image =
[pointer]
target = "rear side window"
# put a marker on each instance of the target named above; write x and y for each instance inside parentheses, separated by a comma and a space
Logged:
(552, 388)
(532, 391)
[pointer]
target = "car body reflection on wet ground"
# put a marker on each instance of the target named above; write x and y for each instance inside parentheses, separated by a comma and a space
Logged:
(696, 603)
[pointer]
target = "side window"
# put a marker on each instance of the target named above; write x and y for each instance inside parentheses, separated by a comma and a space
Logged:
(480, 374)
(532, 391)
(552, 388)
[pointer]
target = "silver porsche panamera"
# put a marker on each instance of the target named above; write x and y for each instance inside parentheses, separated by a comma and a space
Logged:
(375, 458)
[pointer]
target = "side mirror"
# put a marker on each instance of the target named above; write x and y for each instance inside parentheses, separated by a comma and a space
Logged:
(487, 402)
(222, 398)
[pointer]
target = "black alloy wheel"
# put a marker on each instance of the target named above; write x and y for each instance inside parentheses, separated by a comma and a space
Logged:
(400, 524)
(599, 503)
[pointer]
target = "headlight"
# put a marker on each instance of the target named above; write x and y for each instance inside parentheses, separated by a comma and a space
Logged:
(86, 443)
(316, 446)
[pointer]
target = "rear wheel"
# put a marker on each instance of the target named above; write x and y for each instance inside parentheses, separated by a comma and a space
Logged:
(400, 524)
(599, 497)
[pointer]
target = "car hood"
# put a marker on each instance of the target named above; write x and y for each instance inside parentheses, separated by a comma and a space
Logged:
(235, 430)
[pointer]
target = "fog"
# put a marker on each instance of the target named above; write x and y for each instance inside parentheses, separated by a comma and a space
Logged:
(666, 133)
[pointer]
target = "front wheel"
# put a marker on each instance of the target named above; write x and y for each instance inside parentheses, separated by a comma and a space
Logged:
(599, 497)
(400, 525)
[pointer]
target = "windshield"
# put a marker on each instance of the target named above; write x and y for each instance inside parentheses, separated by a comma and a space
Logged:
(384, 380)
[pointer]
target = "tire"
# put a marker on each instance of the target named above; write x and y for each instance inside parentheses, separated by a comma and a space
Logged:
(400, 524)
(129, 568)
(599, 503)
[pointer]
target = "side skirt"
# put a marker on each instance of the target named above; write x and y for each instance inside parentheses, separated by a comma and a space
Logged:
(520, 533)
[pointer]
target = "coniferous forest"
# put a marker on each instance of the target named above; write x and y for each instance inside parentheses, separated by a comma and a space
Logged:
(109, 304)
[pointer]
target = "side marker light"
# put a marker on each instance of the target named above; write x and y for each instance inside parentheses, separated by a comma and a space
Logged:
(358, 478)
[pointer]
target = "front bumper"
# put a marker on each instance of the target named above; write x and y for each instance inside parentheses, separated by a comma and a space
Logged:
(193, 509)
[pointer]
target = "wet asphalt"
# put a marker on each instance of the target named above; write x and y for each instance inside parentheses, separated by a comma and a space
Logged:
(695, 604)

* [Given instruction]
Every entry must be output again, exactly as written above.

* [Response]
image =
[pointer]
target = "rear side window"
# put a marker on each instance of the target named above; write x and y for each instance inside parentheses, separated by a comma and a space
Logged:
(552, 388)
(532, 391)
[pointer]
target = "car body reflection on wet ground"
# put a marker on each instance of the target named above; write x and y for each instance inside parentheses, separated by a comma and a space
Logged:
(696, 603)
[pointer]
target = "side window"
# put a marker on each instance of the target named above; write x and y for each instance inside parentheses, separated by a comma and a space
Logged:
(480, 374)
(532, 391)
(552, 388)
[pointer]
target = "silver porsche panamera"
# put a marker on each instance of the target named above; write x and y for each instance inside parentheses, separated by a comma and a space
Logged:
(375, 458)
[pointer]
target = "side mirror"
# put a marker on each instance of the target named above; write x and y for each instance inside parentheses, separated by a comma and a space
Logged:
(487, 402)
(222, 398)
[pointer]
target = "black alloy wheel"
# put a marker on each instance of the target named above; write x and y for each instance inside parentheses, separated by a comma and a space
Logged:
(400, 524)
(599, 503)
[pointer]
target = "headlight"
# put a marker on each instance of the target named above; write x and y for each instance inside parentheses, separated by a comma and a space
Logged:
(86, 443)
(316, 446)
[pointer]
target = "rear wheel"
# put a marker on each instance of the target named above; write x and y for each instance inside parentheses, separated by a comma and a space
Logged:
(400, 524)
(599, 497)
[pointer]
target = "car hood"
# put a marker on each instance of the target named above; write x and y for each instance inside parentheses, separated by a comma and a space
Logged:
(235, 430)
[pointer]
target = "fog"
# put a marker on each instance of the target named above; write x and y for each instance inside parentheses, separated by a comma and a space
Logged:
(666, 133)
[pointer]
target = "front wheel"
# put a marker on each instance of the target named above; write x and y for each instance inside parentheses, separated by a comma and a space
Logged:
(599, 497)
(400, 525)
[pointer]
target = "windshield"
# put a marker on each instance of the target named above; write x and y for each instance inside parentheses, separated by a comma and a space
Logged:
(384, 380)
[pointer]
target = "tire"
# put a marker on each instance of the target named above; write x and y for each instance inside parentheses, separated by a comma and a space
Logged:
(400, 524)
(129, 568)
(599, 503)
[pointer]
target = "side skirt"
# put a marker on each instance of the target named above; write x and y for each instance inside parentheses, separated by a comma and a space
Logged:
(520, 533)
[pointer]
target = "coniferous forest"
# put a marker on each instance of the target named above; write x and y for each instance inside parentheses, separated by a comma and a space
Logged:
(109, 304)
[pointer]
target = "side marker light"
# put a marker on each instance of the target named above; write x and y for each instance inside parentheses, separated by a comma and a space
Logged:
(358, 478)
[pointer]
target = "front bumper"
# put a marker on each instance of the target named above; write x and y for each instance inside parentheses, separated by a comma and a space
Logged:
(193, 509)
[pointer]
target = "wet asphalt"
# put a marker on each instance of the target named above; write x and y for each instance inside parentheses, separated by a comma and a space
Logged:
(695, 604)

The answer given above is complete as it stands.